Petunjuk Tugas — Tuliskan ulang setiap baris dari semua item di bawah ini tanpa mengubah satu karakter pun.

***

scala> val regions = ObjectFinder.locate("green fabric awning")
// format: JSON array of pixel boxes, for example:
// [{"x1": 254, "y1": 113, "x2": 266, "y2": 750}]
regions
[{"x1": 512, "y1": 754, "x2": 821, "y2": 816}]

***

Jawaban Latihan —
scala> val regions = ObjectFinder.locate("green fabric awning")
// format: JSON array of pixel boxes, for example:
// [{"x1": 254, "y1": 113, "x2": 266, "y2": 750}]
regions
[{"x1": 512, "y1": 754, "x2": 821, "y2": 816}]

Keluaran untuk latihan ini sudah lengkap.